--- Material for this exercise ---

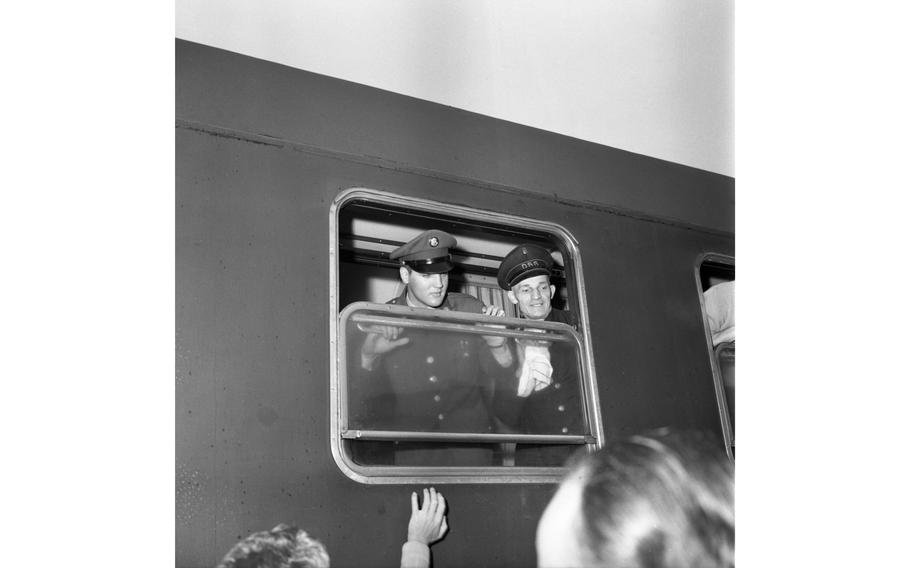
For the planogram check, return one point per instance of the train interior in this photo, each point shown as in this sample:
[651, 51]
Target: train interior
[368, 232]
[717, 279]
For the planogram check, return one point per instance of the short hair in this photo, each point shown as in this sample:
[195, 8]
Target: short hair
[282, 547]
[661, 500]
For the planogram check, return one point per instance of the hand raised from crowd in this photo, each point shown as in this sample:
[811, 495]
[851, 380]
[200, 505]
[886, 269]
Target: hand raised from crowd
[428, 524]
[380, 339]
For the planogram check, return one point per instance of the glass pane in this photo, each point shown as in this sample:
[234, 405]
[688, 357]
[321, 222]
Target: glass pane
[726, 359]
[437, 371]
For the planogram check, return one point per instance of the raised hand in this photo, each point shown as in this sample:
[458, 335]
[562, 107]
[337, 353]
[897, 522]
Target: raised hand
[380, 339]
[428, 524]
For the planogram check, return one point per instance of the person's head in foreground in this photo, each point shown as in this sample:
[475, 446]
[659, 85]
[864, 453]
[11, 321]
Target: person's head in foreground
[282, 547]
[662, 500]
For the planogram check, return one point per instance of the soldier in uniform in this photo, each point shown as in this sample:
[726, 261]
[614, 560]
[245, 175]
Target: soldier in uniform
[430, 381]
[543, 395]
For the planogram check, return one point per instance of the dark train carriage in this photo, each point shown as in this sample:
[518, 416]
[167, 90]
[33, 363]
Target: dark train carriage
[292, 188]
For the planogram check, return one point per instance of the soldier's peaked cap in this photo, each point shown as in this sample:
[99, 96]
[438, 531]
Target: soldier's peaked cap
[428, 252]
[524, 261]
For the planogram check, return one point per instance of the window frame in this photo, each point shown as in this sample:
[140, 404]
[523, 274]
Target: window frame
[417, 475]
[719, 389]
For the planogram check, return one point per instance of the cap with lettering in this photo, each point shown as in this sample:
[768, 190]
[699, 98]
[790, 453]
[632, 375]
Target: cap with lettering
[524, 261]
[428, 252]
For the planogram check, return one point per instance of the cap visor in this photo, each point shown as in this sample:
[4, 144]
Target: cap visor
[437, 267]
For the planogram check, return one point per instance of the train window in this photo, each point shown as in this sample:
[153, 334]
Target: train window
[453, 395]
[717, 280]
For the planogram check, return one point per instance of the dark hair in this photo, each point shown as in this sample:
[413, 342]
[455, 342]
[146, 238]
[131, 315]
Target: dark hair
[282, 547]
[662, 500]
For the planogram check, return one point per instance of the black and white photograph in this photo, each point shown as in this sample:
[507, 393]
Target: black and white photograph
[453, 283]
[454, 253]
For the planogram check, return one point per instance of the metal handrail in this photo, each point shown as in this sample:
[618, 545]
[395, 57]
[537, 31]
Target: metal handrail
[407, 436]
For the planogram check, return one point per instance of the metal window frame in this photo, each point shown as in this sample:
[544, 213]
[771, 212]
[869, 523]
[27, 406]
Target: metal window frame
[723, 411]
[418, 475]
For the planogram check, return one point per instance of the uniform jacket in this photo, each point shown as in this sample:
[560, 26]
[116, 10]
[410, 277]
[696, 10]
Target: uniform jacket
[557, 409]
[436, 382]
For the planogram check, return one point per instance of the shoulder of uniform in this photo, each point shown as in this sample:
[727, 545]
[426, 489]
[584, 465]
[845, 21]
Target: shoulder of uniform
[564, 316]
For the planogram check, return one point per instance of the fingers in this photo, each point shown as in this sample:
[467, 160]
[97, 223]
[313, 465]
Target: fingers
[440, 508]
[443, 529]
[399, 342]
[433, 501]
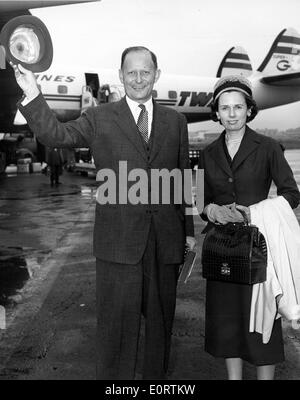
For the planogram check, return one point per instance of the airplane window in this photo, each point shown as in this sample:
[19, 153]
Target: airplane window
[172, 94]
[62, 89]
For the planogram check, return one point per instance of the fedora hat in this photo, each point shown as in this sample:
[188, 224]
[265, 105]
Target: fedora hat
[27, 41]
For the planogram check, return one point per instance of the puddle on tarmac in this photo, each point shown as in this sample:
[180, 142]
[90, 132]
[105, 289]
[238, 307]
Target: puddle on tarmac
[17, 265]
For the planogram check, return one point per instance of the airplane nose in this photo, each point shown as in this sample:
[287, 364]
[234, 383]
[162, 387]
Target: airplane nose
[27, 41]
[24, 45]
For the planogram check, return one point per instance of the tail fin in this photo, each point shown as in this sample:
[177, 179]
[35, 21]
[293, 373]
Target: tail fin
[284, 54]
[235, 62]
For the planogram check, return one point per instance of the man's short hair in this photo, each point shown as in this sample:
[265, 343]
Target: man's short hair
[138, 48]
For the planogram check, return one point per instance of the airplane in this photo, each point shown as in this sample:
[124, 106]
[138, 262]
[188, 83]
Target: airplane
[68, 92]
[276, 82]
[9, 90]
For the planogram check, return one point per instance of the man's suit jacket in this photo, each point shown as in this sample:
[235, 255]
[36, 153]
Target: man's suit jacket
[259, 160]
[109, 130]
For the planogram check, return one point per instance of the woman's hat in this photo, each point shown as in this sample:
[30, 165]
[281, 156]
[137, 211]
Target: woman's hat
[232, 82]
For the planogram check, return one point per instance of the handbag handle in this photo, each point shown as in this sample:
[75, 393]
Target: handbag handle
[246, 222]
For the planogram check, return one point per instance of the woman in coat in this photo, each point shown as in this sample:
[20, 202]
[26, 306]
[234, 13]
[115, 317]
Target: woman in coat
[239, 168]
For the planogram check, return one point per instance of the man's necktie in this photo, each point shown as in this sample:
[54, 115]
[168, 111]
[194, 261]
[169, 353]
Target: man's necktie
[142, 122]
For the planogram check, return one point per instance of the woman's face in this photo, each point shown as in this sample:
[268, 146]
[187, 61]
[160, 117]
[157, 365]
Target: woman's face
[233, 111]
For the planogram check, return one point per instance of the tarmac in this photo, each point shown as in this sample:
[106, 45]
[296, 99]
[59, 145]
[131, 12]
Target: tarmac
[48, 290]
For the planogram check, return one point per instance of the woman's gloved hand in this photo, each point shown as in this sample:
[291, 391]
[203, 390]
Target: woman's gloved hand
[245, 210]
[222, 214]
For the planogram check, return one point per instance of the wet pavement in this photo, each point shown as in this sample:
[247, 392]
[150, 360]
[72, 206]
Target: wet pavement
[47, 286]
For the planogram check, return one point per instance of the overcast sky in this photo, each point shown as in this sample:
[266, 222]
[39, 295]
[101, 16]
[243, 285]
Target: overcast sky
[189, 36]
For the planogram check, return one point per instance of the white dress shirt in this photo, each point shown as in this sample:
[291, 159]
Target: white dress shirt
[135, 110]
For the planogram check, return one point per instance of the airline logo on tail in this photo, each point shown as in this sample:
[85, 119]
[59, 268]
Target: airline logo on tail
[284, 54]
[235, 61]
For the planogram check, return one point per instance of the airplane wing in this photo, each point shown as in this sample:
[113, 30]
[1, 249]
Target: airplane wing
[10, 9]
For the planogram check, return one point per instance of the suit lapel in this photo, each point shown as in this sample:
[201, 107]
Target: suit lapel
[248, 144]
[218, 154]
[125, 121]
[159, 131]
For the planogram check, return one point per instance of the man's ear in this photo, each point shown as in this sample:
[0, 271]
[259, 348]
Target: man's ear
[157, 75]
[121, 76]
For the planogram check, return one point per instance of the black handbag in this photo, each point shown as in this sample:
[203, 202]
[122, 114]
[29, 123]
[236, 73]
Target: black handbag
[236, 253]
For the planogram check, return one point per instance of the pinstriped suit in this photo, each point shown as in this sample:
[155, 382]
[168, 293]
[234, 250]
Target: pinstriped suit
[135, 245]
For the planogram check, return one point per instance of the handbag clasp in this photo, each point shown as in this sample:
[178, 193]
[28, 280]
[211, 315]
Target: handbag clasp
[225, 269]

---

What the task asks =>
For every record above, repeat the text exactly and omit any picture.

Result of this exercise =>
For the planogram check, return one point per instance of the train interior in this photo, each point shown as in this sample:
[651, 51]
Target: train interior
[368, 232]
[717, 279]
For the planogram check, return one point per instance of the short hair in this photo, each point shown as in this sample:
[195, 8]
Target: short hair
[282, 547]
[661, 500]
For the planogram check, return one point per instance of the hand raised from crowd in this photo, each point shown as in this sample:
[811, 495]
[851, 380]
[200, 505]
[886, 269]
Target: hand raised from crowd
[428, 524]
[380, 339]
For the planogram check, return one point per instance of the glass pane in this photo, each point shown as in this sample:
[234, 405]
[688, 357]
[321, 222]
Target: glass pane
[726, 359]
[437, 371]
For the planogram check, return one point per instance of the raised hand in this photo, each point shown as in this sample:
[458, 335]
[562, 107]
[337, 353]
[897, 522]
Target: raised hand
[380, 339]
[428, 524]
For the planogram check, return one point per instance of the person's head in foreground in this photo, each point shown as in this sample:
[475, 446]
[659, 85]
[864, 453]
[11, 321]
Target: person's head in foreground
[282, 547]
[662, 500]
For the planogram check, return one point per instance of the soldier in uniform in this photo, each point shown as in this sample:
[726, 261]
[614, 560]
[245, 175]
Target: soldier in uniform
[430, 381]
[543, 395]
For the planogram check, return one point per instance of the dark train carriage in this photo, each point shown as in this sample:
[518, 416]
[167, 90]
[33, 363]
Target: dark train carriage
[292, 188]
For the planogram check, return one point per instance of the soldier's peaked cap in this photo, each point shown as in this sample:
[99, 96]
[438, 531]
Target: soldier's peaked cap
[428, 252]
[524, 261]
For the planogram check, return one point per instance of the window frame in this photo, each point shown as in this sample:
[140, 404]
[523, 274]
Target: window frame
[417, 475]
[719, 389]
For the planogram check, return one point per instance of the cap with lettering in this photo, each point shown as in this sample:
[768, 190]
[699, 98]
[790, 453]
[632, 375]
Target: cap with lettering
[524, 261]
[428, 252]
For the planogram check, return one point per instance of the cap visor in this photo, each point shown as in this sample:
[4, 144]
Target: cap visor
[437, 267]
For the planogram check, return one point per instance of the train window in this photo, each point shown as in this sample:
[153, 334]
Target: train window
[453, 395]
[717, 280]
For the planogram check, return one point per instance of the dark hair in this photo, each point shown as in this sample:
[413, 342]
[455, 342]
[146, 238]
[131, 315]
Target: dark hair
[282, 547]
[662, 500]
For the planogram check, return one point per instance of the black and white photograph in this photo, each point shown as in this sample:
[507, 393]
Target: black and white photograph
[453, 283]
[454, 253]
For the planogram check, return one point per instance of the metal handrail in this photo, each point shown as in this sample:
[618, 545]
[395, 57]
[537, 31]
Target: metal handrail
[407, 436]
For the planogram check, return one point per instance of the metal window frame in this photo, each point shown as in this sample:
[544, 213]
[771, 212]
[869, 523]
[27, 406]
Target: metal window frame
[723, 411]
[418, 475]
For the planogram check, return one point per instance of the uniform jacket in this photo, each point shown as in this sample:
[560, 26]
[116, 10]
[410, 277]
[696, 10]
Target: uniform jacket
[557, 409]
[436, 382]
For the planogram check, return one point per instance of the shoulder of uniform in this photo, each point shown as in this sample:
[727, 545]
[426, 489]
[584, 465]
[845, 21]
Target: shoulder of uniform
[564, 316]
For the planogram check, return one point per instance of the fingers in this photo, each point shown as in this sample:
[467, 160]
[97, 223]
[313, 465]
Target: fingers
[440, 508]
[443, 529]
[399, 342]
[433, 501]
For the planogram check, return one point per instance of the airplane window in this photo, each point shown as in this sample:
[19, 153]
Target: airplane window
[172, 94]
[62, 89]
For the planogram check, return one point per instance of the fedora hat in this photo, each point shown as in this sample:
[188, 224]
[265, 105]
Target: fedora hat
[27, 41]
For the planogram check, return one point per instance of the puddle on tarmac in this photo, each point shown as in this sample:
[180, 142]
[90, 132]
[105, 289]
[238, 307]
Target: puddle on tarmac
[17, 265]
For the planogram check, return one point per instance of the airplane nose in this photo, each point shown as in this sample:
[287, 364]
[234, 383]
[162, 387]
Target: airplane nose
[27, 41]
[24, 45]
For the planogram check, return one point per instance of the tail fin in this photo, each point shown as in this sample:
[177, 179]
[35, 21]
[293, 373]
Target: tail fin
[284, 54]
[235, 62]
For the planogram check, return one point per instance of the man's short hair in this photo, each point shown as in this sample:
[265, 343]
Target: man's short hair
[138, 48]
For the planogram check, return one point per instance of the airplane in this photo, each point shown as in this sample:
[124, 106]
[138, 262]
[188, 83]
Target: airplane
[68, 92]
[276, 82]
[9, 90]
For the planogram check, return one point per instance of the man's suit jacket in this photo, each point shown as in this sample:
[235, 255]
[36, 153]
Target: man's suit jacket
[259, 160]
[109, 130]
For the planogram check, return one point per instance of the woman's hat in this photo, each point shown as in this sample:
[30, 165]
[281, 156]
[137, 211]
Target: woman's hat
[232, 82]
For the planogram check, return one point per instance of the handbag handle in this photo, each point shown as in this sample:
[75, 393]
Target: handbag handle
[246, 222]
For the planogram check, return one point per instance of the woman in coat in this photo, each point shown as in this sample:
[20, 202]
[26, 306]
[234, 13]
[115, 317]
Target: woman in coat
[239, 168]
For the planogram check, return one point per instance of the man's necktie in this photo, each point shown as in this sample:
[54, 115]
[168, 111]
[194, 261]
[169, 353]
Target: man's necktie
[142, 122]
For the planogram check, return one point per instance of the woman's face in this photo, each point shown as in this sample:
[268, 146]
[187, 61]
[160, 117]
[157, 365]
Target: woman's face
[233, 111]
For the planogram check, return one point per instance of the tarmac in this photo, each point shown as in this sample:
[106, 45]
[296, 99]
[59, 145]
[131, 12]
Target: tarmac
[48, 290]
For the planogram check, return one point per instance of the woman's gloved hand in this photo, each point shown as in this sample:
[291, 391]
[203, 390]
Target: woman's gloved hand
[245, 210]
[222, 214]
For the planogram check, return one point per instance of the wet pavement in this photo, each point shown as in this sample:
[247, 392]
[150, 360]
[72, 206]
Target: wet pavement
[47, 286]
For the planogram check, return one point per instance of the overcast sky in this photo, each point shown as in this sample:
[266, 222]
[39, 295]
[101, 16]
[243, 285]
Target: overcast sky
[189, 36]
For the planogram check, return one point per instance of the white dress shirt in this photo, each point shown as in this sample:
[291, 159]
Target: white dress shirt
[135, 110]
For the planogram check, return one point per instance of the airline logo on tail in this photo, each point shown as in this sample:
[85, 119]
[59, 268]
Target: airline logo on tail
[284, 54]
[235, 61]
For the planogram check, return one point per instance of the airplane wing in this photo, each point shown as in this sample:
[113, 30]
[1, 249]
Target: airplane wing
[10, 9]
For the planogram check, return one point per instance of the suit lapel in this photo, each point shown as in this sample:
[201, 107]
Target: suit lapel
[248, 144]
[218, 154]
[125, 121]
[159, 131]
For the planogram check, return one point per instance of the man's ear in this photo, each point shown as in this sample:
[0, 271]
[259, 348]
Target: man's ear
[157, 75]
[121, 76]
For the planogram check, return one point per instance of the black handbag in this photo, each point shown as in this sample:
[203, 202]
[122, 114]
[29, 123]
[236, 73]
Target: black handbag
[236, 253]
For the planogram check, return one point per instance of the pinstriped suit in this photo, each point shown as in this sample:
[155, 382]
[168, 293]
[234, 250]
Target: pinstriped suit
[135, 245]
For the planogram check, return one point per instance of the handbag clasp in this photo, each point shown as in this sample:
[178, 193]
[28, 280]
[211, 315]
Target: handbag clasp
[225, 269]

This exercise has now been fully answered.